Source extract –
* Begin *

The opinion of the court was delivered by: BAER

Order and Opinion

 Hon. Harold Baer, Jr.

 Defendants American Invesco Corporation ("AIC") and Realty Growth Investors, Inc. ("RGI") seek to dismiss plaintiff's complaint against them under Rule 12(b)(6) for failure to state a claim upon which relief can be granted. Moving defendants are Guarantors of Notes signed by the other two defendants in this action, Twin Rivers Inc. ("Twin Rivers") and American National Bank and Trust Company of Chicago ("ANB"). Plaintiff, City of New York Department of Finance ("City"), seeks to collect over two million dollars from defendants Twin Rivers and ANB.

 Defendants AIC and RGI assert that because plaintiff has not exhausted all of its remedies against Twin Rivers and ANB, an action against the guarantors at this time is premature. The defendants' motion is DENIED.

 I. Background

 This case arises out of the failure of an entity known as Plaza 400 Limited Partnership ("Plaza 400"), a wholly owned subsidiary of American Invesco Corporation ("AIC"), to pay the City unincorporated business taxes for the years 1981 and 1984. On July 9, 1987 the City entered into an agreement with AIC regarding the repayment of the taxes due. Pursuant to this agreement, defendants Twin Rivers and ANB executed a Note promising to pay the City $ 1,302,573.00 on or before September 15, 1989 plus interest equal to the statutory rate *fn1" and all costs of collection, including reasonable attorney's fees.

 Twin Rivers and ANB also gave the Department of Finance a Mortgage and Security Agreement ("MSA") to secure payment of the Note. The MSA was secured by several parcels of land in Chicago known as the Pavilion Apartments. At the same time, defendant Realty Growth Investors, Inc. ("RGI") executed a Guarantee of Collection on the liabilities of Twin and ANB in the event the principal debtor defaulted in its payment of the amounts due under the Note. Similarly, AIC executed a Guarantee of Collection on the liabilities of Twin and ANB in the event of a default of the principal amount not exceeding $ 997,439.00.

* End *

Problem to work on –
Reproduce verbatim the passage of the court opinion above that begins at the words "Order and Opinion" and stops after the words "Rivers and ANB.".

Given material –
* Begin *

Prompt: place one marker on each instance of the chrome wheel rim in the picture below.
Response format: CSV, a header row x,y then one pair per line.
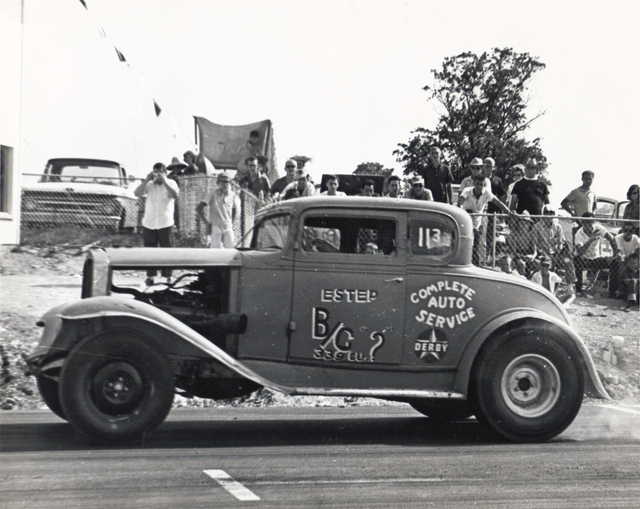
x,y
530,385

* End *

Answer in full –
Order and Opinion

 Hon. Harold Baer, Jr.

 Defendants American Invesco Corporation ("AIC") and Realty Growth Investors, Inc. ("RGI") seek to dismiss plaintiff's complaint against them under Rule 12(b)(6) for failure to state a claim upon which relief can be granted. Moving defendants are Guarantors of Notes signed by the other two defendants in this action, Twin Rivers Inc. ("Twin Rivers") and American National Bank and Trust Company of Chicago ("ANB"). Plaintiff, City of New York Department of Finance ("City"), seeks to collect over two million dollars from defendants Twin Rivers and ANB.